WRITTEN REQUEST
Exactly as given, write out the lines from the one containing "Mark one point per instance of the sun" through the end of the listing, with both ends included and nothing else.

MATERIAL SUPPLIED
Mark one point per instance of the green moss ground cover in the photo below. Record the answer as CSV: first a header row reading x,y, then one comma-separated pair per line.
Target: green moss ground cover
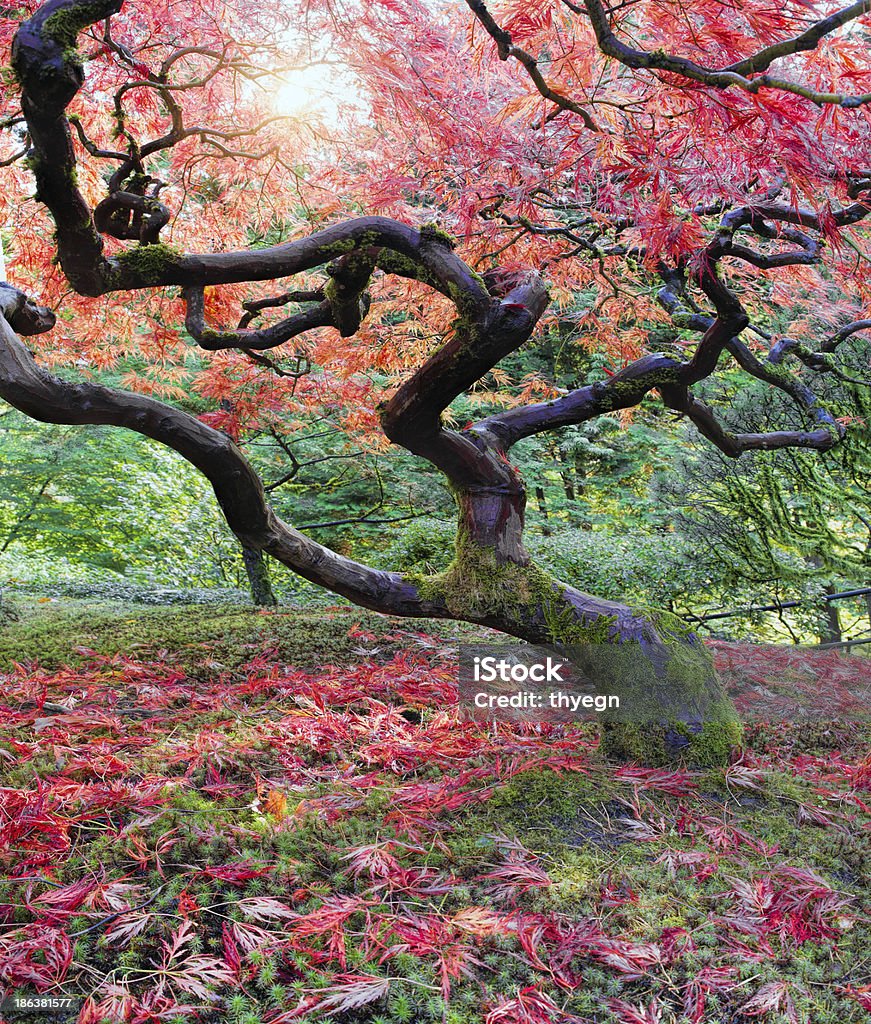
x,y
218,825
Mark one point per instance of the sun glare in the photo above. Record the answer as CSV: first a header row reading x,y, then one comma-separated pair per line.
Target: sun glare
x,y
320,90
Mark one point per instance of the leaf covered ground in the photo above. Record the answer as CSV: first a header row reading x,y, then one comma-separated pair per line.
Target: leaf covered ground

ANSWER TO THE EXERCISE
Mark one point per instance of the sun glare in the photo above. Record the answer as CSV: first a header row reading x,y, then one comma-separated pair per line.
Target: sun glare
x,y
320,90
Mark one point per instance of the leaf covered ground in the photo above. Record the answer as CSV: first a header row reading x,y, then one comma-separated pair per line.
Target: leaf covered ground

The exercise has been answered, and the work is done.